▶ _OBJECTIF_
Recopiez sans rien changer toutes les lignes qui vont de celle contenant « A single point marks each instance of the shop window, shaped » jusqu'à celle contenant « <point>95,510</point> », ces deux lignes incluses.

▶ _LIGNES ENREGISTRÉES_
○ ○ ○ ○ ○
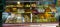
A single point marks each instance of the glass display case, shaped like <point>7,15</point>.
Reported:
<point>30,11</point>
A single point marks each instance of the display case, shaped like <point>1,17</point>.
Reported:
<point>30,11</point>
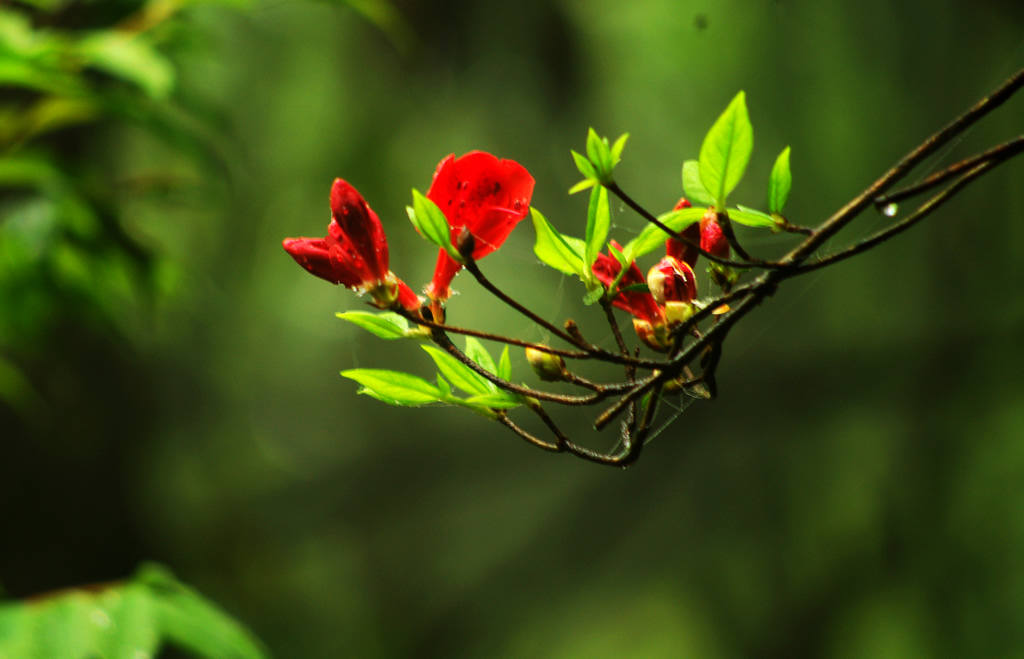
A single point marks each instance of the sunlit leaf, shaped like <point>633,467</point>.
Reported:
<point>692,185</point>
<point>563,253</point>
<point>598,222</point>
<point>652,237</point>
<point>431,223</point>
<point>779,182</point>
<point>386,324</point>
<point>752,217</point>
<point>394,387</point>
<point>457,372</point>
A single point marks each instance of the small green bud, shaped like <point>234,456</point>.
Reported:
<point>547,366</point>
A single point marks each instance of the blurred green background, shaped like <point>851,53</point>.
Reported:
<point>169,382</point>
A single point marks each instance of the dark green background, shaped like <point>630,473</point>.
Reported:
<point>856,490</point>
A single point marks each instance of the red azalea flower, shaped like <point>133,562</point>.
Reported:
<point>483,194</point>
<point>639,303</point>
<point>672,280</point>
<point>712,238</point>
<point>354,251</point>
<point>680,250</point>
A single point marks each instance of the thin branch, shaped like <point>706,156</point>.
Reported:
<point>853,208</point>
<point>996,154</point>
<point>532,439</point>
<point>926,209</point>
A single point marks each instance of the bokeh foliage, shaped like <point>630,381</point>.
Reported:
<point>170,378</point>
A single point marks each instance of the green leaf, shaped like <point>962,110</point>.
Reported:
<point>476,352</point>
<point>692,185</point>
<point>752,217</point>
<point>652,237</point>
<point>501,400</point>
<point>193,622</point>
<point>387,324</point>
<point>779,182</point>
<point>598,221</point>
<point>584,166</point>
<point>593,295</point>
<point>505,364</point>
<point>130,57</point>
<point>431,223</point>
<point>616,148</point>
<point>583,185</point>
<point>394,387</point>
<point>562,253</point>
<point>133,618</point>
<point>457,372</point>
<point>726,149</point>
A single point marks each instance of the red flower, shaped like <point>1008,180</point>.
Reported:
<point>483,194</point>
<point>672,280</point>
<point>713,239</point>
<point>680,250</point>
<point>354,251</point>
<point>639,303</point>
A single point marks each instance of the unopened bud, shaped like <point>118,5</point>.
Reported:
<point>547,366</point>
<point>671,280</point>
<point>713,238</point>
<point>678,312</point>
<point>655,337</point>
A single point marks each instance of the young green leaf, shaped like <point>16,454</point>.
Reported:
<point>593,295</point>
<point>457,372</point>
<point>652,237</point>
<point>431,223</point>
<point>692,185</point>
<point>394,387</point>
<point>387,324</point>
<point>779,182</point>
<point>598,221</point>
<point>584,166</point>
<point>726,149</point>
<point>499,400</point>
<point>563,253</point>
<point>616,148</point>
<point>505,364</point>
<point>752,217</point>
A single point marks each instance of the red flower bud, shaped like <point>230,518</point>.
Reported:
<point>483,194</point>
<point>354,251</point>
<point>671,280</point>
<point>713,239</point>
<point>639,303</point>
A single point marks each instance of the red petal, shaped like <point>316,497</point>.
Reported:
<point>638,303</point>
<point>358,222</point>
<point>483,193</point>
<point>315,256</point>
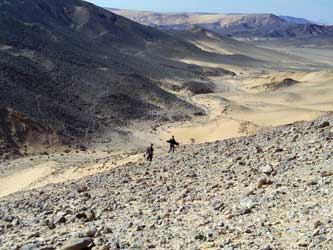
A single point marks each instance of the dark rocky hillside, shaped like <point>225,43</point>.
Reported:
<point>76,68</point>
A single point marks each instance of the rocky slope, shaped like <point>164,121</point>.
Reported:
<point>239,25</point>
<point>272,190</point>
<point>77,68</point>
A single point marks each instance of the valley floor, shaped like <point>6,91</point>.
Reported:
<point>272,190</point>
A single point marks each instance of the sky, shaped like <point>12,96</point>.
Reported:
<point>314,10</point>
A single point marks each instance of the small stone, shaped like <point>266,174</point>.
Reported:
<point>77,244</point>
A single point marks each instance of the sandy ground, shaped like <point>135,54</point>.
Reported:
<point>241,106</point>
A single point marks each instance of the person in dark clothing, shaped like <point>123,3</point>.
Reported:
<point>173,143</point>
<point>150,153</point>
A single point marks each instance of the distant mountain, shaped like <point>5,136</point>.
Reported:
<point>296,20</point>
<point>74,68</point>
<point>239,25</point>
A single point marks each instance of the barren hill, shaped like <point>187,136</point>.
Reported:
<point>268,191</point>
<point>77,68</point>
<point>239,25</point>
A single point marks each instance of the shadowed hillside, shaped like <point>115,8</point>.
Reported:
<point>76,68</point>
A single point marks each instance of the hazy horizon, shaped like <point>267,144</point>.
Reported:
<point>319,11</point>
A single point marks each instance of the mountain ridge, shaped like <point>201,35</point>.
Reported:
<point>239,25</point>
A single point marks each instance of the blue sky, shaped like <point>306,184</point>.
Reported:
<point>316,10</point>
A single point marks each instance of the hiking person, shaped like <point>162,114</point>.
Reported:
<point>150,153</point>
<point>173,143</point>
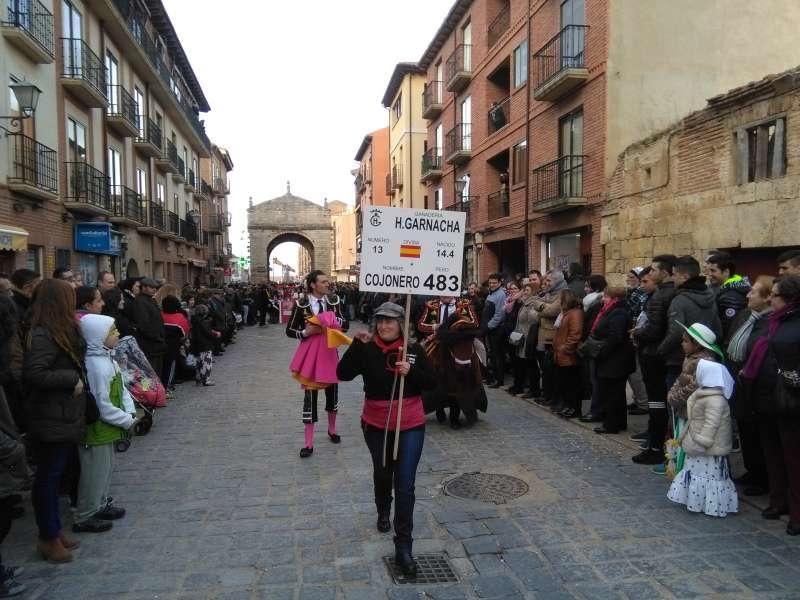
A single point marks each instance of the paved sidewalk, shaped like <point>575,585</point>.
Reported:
<point>221,506</point>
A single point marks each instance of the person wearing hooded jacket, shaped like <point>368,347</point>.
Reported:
<point>95,509</point>
<point>693,303</point>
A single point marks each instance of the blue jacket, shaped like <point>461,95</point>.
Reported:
<point>498,298</point>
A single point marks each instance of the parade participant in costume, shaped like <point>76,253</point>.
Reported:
<point>316,300</point>
<point>374,355</point>
<point>451,327</point>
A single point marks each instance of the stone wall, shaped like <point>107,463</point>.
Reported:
<point>679,192</point>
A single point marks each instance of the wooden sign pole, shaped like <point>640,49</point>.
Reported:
<point>402,378</point>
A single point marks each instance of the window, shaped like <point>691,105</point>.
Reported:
<point>76,140</point>
<point>138,98</point>
<point>519,162</point>
<point>63,259</point>
<point>762,151</point>
<point>397,107</point>
<point>521,64</point>
<point>141,183</point>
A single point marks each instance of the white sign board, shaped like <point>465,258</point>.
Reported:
<point>410,251</point>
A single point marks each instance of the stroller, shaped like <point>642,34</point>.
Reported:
<point>142,382</point>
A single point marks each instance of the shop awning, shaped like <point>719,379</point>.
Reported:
<point>13,238</point>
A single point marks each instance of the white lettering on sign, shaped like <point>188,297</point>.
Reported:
<point>410,251</point>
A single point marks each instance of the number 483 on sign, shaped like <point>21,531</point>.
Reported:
<point>442,283</point>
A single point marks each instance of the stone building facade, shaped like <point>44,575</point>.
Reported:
<point>726,177</point>
<point>288,218</point>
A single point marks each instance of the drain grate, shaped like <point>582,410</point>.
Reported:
<point>486,487</point>
<point>431,568</point>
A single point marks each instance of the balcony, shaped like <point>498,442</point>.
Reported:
<point>498,26</point>
<point>560,66</point>
<point>173,224</point>
<point>179,176</point>
<point>167,161</point>
<point>432,164</point>
<point>83,72</point>
<point>497,205</point>
<point>458,68</point>
<point>458,144</point>
<point>432,100</point>
<point>558,185</point>
<point>121,112</point>
<point>87,190</point>
<point>499,115</point>
<point>464,205</point>
<point>155,220</point>
<point>397,177</point>
<point>28,26</point>
<point>221,186</point>
<point>33,168</point>
<point>203,191</point>
<point>389,188</point>
<point>148,140</point>
<point>169,88</point>
<point>189,232</point>
<point>189,184</point>
<point>128,209</point>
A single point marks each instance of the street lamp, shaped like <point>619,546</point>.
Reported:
<point>27,97</point>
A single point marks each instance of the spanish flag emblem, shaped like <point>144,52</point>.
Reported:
<point>410,251</point>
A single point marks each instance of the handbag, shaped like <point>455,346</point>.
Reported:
<point>591,348</point>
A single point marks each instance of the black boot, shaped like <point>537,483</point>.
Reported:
<point>405,563</point>
<point>383,525</point>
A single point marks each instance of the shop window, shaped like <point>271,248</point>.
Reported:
<point>63,258</point>
<point>34,262</point>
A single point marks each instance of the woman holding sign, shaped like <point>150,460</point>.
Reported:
<point>376,356</point>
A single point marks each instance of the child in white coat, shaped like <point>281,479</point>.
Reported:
<point>704,484</point>
<point>95,510</point>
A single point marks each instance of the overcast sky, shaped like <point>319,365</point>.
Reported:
<point>295,85</point>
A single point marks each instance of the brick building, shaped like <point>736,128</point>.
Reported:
<point>373,167</point>
<point>106,174</point>
<point>530,102</point>
<point>725,177</point>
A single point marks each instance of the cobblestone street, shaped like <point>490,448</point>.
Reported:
<point>221,506</point>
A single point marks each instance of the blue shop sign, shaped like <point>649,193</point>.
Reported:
<point>97,238</point>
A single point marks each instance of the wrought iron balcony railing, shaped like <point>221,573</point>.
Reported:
<point>32,164</point>
<point>32,17</point>
<point>562,178</point>
<point>458,67</point>
<point>499,115</point>
<point>87,185</point>
<point>149,132</point>
<point>127,203</point>
<point>458,143</point>
<point>499,25</point>
<point>432,99</point>
<point>566,50</point>
<point>79,61</point>
<point>122,104</point>
<point>498,205</point>
<point>156,219</point>
<point>432,163</point>
<point>173,223</point>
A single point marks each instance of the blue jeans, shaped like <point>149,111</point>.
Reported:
<point>51,460</point>
<point>402,472</point>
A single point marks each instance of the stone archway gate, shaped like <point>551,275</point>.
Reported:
<point>288,218</point>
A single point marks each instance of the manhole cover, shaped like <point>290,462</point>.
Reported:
<point>486,487</point>
<point>431,568</point>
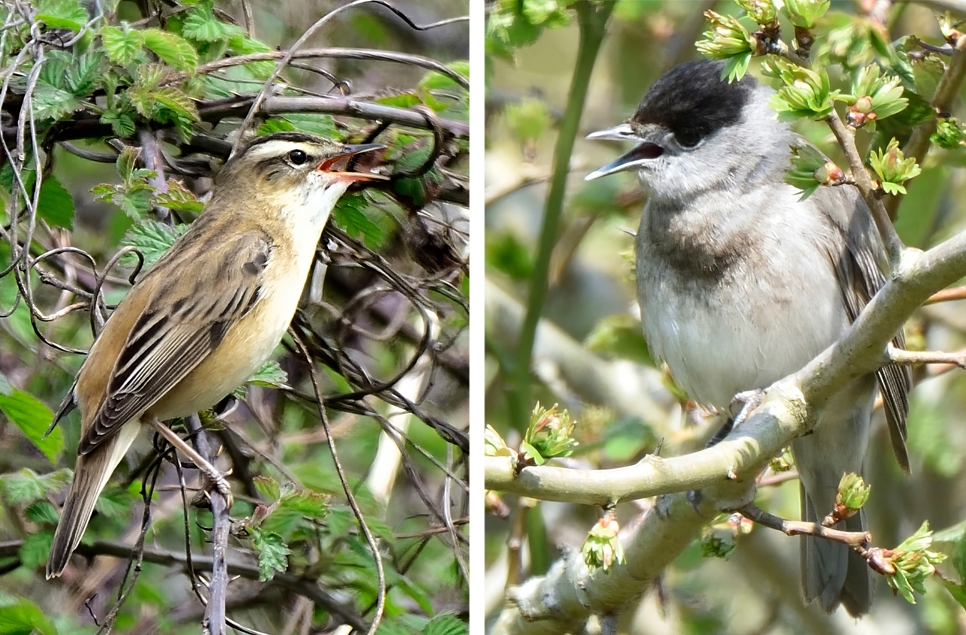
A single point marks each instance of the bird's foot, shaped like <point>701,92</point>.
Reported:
<point>745,403</point>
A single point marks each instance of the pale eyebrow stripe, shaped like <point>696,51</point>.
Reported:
○ ○ ○ ○ ○
▶ _RÉPONSE ATTENDUE_
A single point marks each instance of the shop window, shaped like <point>271,248</point>.
Reported:
<point>63,258</point>
<point>34,262</point>
A single point marks each instance of the woman holding sign, shaped like <point>150,460</point>.
Reported:
<point>376,356</point>
A single point marks each instance of the child in white coat, shaped like <point>281,479</point>.
Reported:
<point>704,484</point>
<point>95,510</point>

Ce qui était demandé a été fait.